» TASK STATEMENT
Make an exact copy of the listing underneath, skipping each picture.

» AVAILABLE DATA
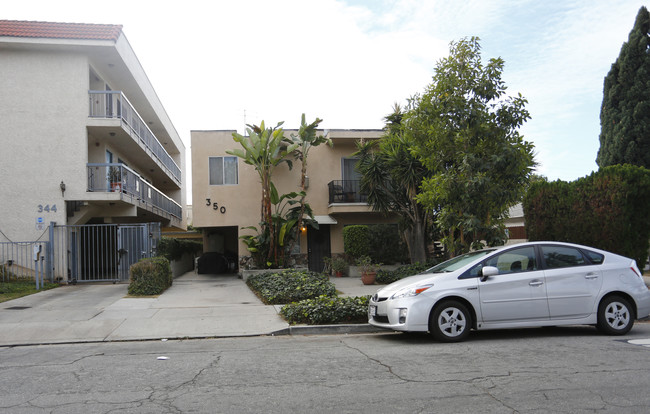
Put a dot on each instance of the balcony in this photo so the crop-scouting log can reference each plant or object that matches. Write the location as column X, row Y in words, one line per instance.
column 345, row 197
column 345, row 191
column 114, row 105
column 132, row 188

» SOLUTION BELOW
Put a dot on each instance of the balcony in this photo so the crop-scouting log can reference each plant or object that matches. Write the location as column X, row Y in words, one line per instance.
column 345, row 197
column 345, row 191
column 114, row 105
column 132, row 188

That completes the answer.